"""
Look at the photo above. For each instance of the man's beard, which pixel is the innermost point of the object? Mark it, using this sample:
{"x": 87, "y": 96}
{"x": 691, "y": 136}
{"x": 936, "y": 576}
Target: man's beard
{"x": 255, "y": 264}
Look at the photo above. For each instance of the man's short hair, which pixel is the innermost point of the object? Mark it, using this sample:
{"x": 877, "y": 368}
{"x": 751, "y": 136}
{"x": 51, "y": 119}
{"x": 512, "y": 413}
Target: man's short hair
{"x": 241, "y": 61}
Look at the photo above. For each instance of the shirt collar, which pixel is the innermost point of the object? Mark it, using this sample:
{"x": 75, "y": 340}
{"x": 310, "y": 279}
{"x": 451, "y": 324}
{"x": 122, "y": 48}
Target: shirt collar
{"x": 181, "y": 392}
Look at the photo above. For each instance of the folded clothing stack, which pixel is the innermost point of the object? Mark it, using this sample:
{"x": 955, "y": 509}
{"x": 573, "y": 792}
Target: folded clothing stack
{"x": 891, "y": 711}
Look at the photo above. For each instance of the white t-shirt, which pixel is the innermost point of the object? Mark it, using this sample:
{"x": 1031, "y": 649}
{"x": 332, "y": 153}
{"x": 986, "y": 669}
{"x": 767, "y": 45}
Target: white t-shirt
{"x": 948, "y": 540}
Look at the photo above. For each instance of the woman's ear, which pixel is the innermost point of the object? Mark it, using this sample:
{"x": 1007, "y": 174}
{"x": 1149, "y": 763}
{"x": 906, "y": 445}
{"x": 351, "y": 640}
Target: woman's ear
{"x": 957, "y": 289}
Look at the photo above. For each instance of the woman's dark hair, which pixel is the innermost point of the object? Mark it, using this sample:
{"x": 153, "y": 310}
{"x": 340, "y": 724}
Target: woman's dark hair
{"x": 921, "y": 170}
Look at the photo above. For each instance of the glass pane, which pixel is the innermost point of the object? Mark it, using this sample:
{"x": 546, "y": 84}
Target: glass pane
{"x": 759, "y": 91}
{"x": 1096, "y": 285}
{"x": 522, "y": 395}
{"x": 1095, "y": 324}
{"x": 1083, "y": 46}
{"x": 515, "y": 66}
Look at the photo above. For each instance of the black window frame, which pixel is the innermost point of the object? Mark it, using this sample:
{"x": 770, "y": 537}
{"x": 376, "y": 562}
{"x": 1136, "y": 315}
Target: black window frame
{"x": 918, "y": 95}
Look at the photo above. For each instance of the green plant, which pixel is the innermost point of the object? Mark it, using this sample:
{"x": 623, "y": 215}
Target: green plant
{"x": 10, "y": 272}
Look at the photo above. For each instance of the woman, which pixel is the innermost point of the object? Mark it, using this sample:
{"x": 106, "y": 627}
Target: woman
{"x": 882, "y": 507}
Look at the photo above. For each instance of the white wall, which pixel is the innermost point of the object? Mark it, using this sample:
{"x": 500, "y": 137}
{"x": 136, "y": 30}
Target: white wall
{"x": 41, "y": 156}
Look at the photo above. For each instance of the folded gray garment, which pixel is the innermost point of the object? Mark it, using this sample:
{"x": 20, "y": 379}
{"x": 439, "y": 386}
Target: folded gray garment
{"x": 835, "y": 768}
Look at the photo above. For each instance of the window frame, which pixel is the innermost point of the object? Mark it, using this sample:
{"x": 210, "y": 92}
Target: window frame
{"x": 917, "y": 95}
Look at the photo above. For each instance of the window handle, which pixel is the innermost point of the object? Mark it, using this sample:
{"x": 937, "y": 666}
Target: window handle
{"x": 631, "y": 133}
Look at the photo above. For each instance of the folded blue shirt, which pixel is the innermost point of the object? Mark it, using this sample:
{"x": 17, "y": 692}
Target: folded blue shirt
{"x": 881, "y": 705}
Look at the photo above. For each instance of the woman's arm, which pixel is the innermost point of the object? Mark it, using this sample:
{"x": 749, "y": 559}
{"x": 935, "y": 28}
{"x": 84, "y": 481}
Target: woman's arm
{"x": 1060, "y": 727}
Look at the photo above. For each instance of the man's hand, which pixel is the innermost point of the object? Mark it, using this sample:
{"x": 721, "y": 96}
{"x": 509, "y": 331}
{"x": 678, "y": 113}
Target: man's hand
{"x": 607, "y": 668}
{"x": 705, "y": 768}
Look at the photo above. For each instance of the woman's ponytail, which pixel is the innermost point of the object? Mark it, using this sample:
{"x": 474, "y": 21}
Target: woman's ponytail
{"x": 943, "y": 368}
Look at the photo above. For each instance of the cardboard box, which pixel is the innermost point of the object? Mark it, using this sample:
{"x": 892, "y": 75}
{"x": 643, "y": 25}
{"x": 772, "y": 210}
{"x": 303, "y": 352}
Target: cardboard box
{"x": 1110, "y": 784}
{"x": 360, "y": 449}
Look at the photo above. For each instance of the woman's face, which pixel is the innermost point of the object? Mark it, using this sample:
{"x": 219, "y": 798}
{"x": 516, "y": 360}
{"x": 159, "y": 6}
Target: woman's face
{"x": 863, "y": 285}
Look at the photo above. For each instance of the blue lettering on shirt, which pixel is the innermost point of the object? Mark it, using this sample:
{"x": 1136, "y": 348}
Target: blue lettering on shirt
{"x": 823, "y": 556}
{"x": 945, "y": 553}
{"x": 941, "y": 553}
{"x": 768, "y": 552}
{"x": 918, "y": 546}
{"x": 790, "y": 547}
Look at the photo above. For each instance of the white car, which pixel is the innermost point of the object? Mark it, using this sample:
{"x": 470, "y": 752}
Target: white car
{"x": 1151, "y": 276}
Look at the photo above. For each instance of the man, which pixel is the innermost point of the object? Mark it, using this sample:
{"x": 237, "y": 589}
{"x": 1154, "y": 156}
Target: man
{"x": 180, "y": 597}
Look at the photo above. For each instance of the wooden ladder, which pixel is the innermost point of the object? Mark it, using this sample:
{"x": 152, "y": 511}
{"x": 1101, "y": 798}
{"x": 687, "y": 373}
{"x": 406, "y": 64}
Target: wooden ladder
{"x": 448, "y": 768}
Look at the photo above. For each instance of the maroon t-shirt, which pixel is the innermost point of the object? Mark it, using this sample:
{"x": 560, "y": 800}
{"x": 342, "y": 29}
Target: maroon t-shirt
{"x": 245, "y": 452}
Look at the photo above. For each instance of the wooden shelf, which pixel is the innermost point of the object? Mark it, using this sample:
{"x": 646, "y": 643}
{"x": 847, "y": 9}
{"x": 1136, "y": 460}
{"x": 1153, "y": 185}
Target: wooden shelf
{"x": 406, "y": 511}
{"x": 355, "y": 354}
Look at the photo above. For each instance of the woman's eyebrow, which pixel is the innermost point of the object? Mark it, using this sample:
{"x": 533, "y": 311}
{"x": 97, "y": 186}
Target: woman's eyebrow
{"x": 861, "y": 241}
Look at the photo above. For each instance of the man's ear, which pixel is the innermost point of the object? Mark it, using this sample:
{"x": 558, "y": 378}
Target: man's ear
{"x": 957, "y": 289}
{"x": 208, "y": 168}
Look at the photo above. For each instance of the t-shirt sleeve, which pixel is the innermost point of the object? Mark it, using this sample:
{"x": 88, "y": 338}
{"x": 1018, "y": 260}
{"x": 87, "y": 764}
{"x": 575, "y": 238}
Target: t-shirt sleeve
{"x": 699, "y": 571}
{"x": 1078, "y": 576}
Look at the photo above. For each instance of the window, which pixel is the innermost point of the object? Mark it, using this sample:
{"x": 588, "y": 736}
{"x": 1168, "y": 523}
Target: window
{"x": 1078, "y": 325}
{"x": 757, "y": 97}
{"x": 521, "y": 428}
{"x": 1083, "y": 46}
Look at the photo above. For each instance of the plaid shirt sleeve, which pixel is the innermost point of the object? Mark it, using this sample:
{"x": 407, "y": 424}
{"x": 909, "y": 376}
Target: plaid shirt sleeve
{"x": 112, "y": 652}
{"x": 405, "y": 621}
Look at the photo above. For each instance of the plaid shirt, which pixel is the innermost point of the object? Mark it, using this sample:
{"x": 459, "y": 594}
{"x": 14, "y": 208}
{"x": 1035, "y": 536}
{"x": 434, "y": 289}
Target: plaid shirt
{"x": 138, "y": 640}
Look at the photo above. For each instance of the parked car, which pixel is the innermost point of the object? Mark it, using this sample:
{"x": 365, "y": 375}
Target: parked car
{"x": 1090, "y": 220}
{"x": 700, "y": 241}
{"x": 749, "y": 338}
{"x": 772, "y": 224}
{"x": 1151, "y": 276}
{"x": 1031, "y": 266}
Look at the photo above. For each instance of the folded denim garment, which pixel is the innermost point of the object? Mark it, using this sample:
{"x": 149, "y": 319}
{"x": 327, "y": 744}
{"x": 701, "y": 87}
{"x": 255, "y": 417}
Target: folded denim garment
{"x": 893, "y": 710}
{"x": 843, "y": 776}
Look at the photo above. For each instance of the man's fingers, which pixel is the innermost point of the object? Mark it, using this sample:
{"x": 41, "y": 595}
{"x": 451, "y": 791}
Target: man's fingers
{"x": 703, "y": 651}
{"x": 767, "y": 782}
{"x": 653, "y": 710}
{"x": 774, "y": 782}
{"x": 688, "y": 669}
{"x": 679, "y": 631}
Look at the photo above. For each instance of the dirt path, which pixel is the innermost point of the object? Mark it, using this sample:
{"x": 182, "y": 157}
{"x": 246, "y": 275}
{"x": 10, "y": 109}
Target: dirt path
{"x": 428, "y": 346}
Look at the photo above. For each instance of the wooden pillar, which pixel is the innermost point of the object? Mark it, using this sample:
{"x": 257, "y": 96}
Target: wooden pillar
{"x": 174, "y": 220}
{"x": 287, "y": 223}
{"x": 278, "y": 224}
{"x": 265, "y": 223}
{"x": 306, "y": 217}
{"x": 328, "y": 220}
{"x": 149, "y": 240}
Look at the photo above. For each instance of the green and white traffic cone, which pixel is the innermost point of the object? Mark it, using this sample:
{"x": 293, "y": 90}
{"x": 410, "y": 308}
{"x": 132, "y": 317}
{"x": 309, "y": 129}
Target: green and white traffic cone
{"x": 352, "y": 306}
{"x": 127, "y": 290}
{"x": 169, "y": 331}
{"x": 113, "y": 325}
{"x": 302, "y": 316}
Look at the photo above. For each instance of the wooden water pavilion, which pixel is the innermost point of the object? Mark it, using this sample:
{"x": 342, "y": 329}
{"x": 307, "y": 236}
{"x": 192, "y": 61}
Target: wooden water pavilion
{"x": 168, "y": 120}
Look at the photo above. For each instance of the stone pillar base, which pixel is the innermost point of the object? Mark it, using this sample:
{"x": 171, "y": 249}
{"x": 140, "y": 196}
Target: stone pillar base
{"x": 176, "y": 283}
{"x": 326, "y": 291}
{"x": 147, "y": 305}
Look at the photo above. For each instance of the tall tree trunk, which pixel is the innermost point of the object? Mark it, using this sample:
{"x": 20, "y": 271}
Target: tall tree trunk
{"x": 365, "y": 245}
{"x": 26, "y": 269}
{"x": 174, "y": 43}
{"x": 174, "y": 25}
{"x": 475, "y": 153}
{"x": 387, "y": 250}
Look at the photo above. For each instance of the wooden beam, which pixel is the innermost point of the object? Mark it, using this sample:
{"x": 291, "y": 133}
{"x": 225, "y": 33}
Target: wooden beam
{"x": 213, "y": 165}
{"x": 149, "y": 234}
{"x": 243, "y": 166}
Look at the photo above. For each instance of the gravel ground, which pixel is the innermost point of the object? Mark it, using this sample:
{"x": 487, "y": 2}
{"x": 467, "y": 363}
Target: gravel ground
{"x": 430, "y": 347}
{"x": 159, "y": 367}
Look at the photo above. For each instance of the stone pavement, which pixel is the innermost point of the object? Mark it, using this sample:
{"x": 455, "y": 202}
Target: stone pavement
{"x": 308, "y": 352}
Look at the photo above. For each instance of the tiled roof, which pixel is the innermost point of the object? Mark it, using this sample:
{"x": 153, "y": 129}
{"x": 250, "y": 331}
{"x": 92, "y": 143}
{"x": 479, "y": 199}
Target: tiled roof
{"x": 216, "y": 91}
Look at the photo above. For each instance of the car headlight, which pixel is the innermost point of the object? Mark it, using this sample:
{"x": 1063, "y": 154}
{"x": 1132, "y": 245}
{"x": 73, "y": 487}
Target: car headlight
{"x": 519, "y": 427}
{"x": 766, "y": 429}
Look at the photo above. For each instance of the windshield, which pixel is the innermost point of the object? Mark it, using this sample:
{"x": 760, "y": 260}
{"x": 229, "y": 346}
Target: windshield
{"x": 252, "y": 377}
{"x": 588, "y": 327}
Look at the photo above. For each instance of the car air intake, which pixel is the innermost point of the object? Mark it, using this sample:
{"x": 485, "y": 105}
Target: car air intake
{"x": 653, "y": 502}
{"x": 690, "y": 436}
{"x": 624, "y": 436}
"""
> GIVEN PROBLEM
Please rewrite the listing from the line containing "the windshield, which" through the end of the listing, replacing "air intake" with "air vent" and keeping everything else the same.

> ANSWER FOR THIS EXERCISE
Look at the photo above. For each instance of the windshield, which pixel is the innermost point of the object? Mark it, using this sample:
{"x": 760, "y": 260}
{"x": 229, "y": 346}
Target: windshield
{"x": 252, "y": 377}
{"x": 588, "y": 327}
Look at the photo above. For each instance of the car air vent, which pixel is the innermost point of the object? Mark it, using this sample:
{"x": 485, "y": 105}
Target: car air vent
{"x": 653, "y": 502}
{"x": 690, "y": 436}
{"x": 624, "y": 436}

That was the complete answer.